Institute of Art Design + Technology
Dún Laoghaire

Sarah Harcourt Thewlis 

MSc Cyberpsychology

IADT graduate with a BSc in Applied Psychology and MSc in Cyberpsychology. Keen interest in all areas of Cyberpsychology, with a particular focus in social media usage and social support and its impact on health-related concerns.

The Role of Online Social Support for Individuals Living with Disabilities and Chronic Illness: Investigating Stress, Resilience and Positive Mental

This study investigated the role of online social support for individuals with disabilities and chronic illness and its impact on stress, resilience and positive mental health. Disability and chronic illness (DCI) can severely impact an individual’s life, negatively impacting one’s physical, behavioural, social, and psychological well-being. As DCI is typically a lifelong condition, it is of great importance to examine what factors can positively impact such an individual’s life, with stress, depression and anxiety three times more likely to be experienced. Resilience has been found to act as a significant protector against the negative impacts of DCI while also positively impacting mental health. Furthermore, social support has been found to have the ability to impact such outcomes by empowering the individual and improving positive outcomes. This study addressed the perceived gap in literature, with no previous study to date having investigated the combined variables in a population of DCI individuals with a diverse range of health conditions.


Project Objectives

The objective of this study was to recruit participants who identified as disabled or living with a chronic illness and to examine if there was a significant difference in participants stress, resilience and positive mental health scores according to the grouping level of social support, individuals who participated in an online social support group compared to those who did not. An online convenience sampling method was employed for recruitment, with the use of four questionnaires to measure the variables in this study, the Wellbeing Index -WHO-5 (WHO, 1998), the Brief Resilience Scale (BRS) (Smith et al., 2008), the Perceived Stress Scale (PSS-10) (Cohen, Kamarck, & Mermelstein, 1994) and the Medical Outcome Study Social Support Survey (MOS) (Sherbourne & Stewart, 1993). Two research questions were posed, will engagement in an online support group for individuals living with disabilities and chronic illness affect one’s stress, resilience, and positive mental health and will there be a significant difference between stress, resilience and positive mental health. While 5 hypothesis were posed, that there will be a difference for participants stress, resilience and positive mental health scores based on engagement in an online support group, that there will be a difference for participants stress and resilience scores based on positive mental health (low, medium, high) and finally that there will be a difference for participants stress scores based on resilience (low, medium, high).


Project Outcomes

The first three hypotheses were rejected due to lack of significant difference, however hypothesis four and five were accepted. The significant finding that positive mental health has a significant impact on stress and resilience and that resilience has a significant impact on stress, adds to current knowledge in literature. Furthermore, such findings support the continued investigation of this research topic having highlighted the importance of psychological interventions in the treatment of DCI. However, as online social support was found to have no significant impact on stress, resilience and positive mental health, such findings, although not all significant, have aided in addressing the gap in literature in this topic. It must also be noted that such insignificant findings may have occurred due to limitations of this study. The possible implications of covid-19 restrictions on data collection and the negative implications of living through a pandemic were not accounted for as a confounding variable. Future research in this area, if it were to occur during the pandemic, would benefit by taking this into account. Finally, a strength of this study was the unrestricting of health conditions during recruitment was used in an effort to recruit a diverse range of participants with the aim to be representative of the DCI population as a whole.

■ ■ ■ ■ ■

TASKS TO PERFORM ->
1. From the project summary on online social support, reproduce the passage between "IADT graduate with" and "on health-related concerns.", inclusive.
2. Answer these questions using the project summary on online social support:
(a) How many times more likely are stress, depression and anxiety to be experienced?
(b) What sampling method was used for recruitment?
(c) Which hypotheses were accepted?

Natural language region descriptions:
■ ■ ■ ■ ■

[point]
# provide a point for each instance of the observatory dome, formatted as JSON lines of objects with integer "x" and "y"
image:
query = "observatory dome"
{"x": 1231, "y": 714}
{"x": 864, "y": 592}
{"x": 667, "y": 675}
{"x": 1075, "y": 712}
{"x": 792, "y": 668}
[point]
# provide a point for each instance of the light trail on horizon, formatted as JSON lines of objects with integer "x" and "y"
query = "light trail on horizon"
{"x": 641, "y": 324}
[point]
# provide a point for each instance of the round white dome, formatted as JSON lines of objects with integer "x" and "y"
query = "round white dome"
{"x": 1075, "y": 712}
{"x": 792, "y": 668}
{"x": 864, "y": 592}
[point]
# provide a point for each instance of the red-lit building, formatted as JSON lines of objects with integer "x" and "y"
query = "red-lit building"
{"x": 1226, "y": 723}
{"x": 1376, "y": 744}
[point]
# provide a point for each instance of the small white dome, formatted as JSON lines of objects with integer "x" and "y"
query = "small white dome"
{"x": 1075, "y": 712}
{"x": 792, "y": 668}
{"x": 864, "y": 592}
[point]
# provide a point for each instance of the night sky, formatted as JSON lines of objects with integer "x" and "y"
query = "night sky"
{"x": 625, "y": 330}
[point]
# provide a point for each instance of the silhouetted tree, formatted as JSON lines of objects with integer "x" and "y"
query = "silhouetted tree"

■ ■ ■ ■ ■

ANSWERS PROVIDED ->
1.
IADT graduate with a BSc in Applied Psychology and MSc in Cyberpsychology. Keen interest in all areas of Cyberpsychology, with a particular focus in social media usage and social support and its impact on health-related concerns.

2.
(a) Three times.
(b) An online convenience sampling method.
(c) Hypotheses four and five.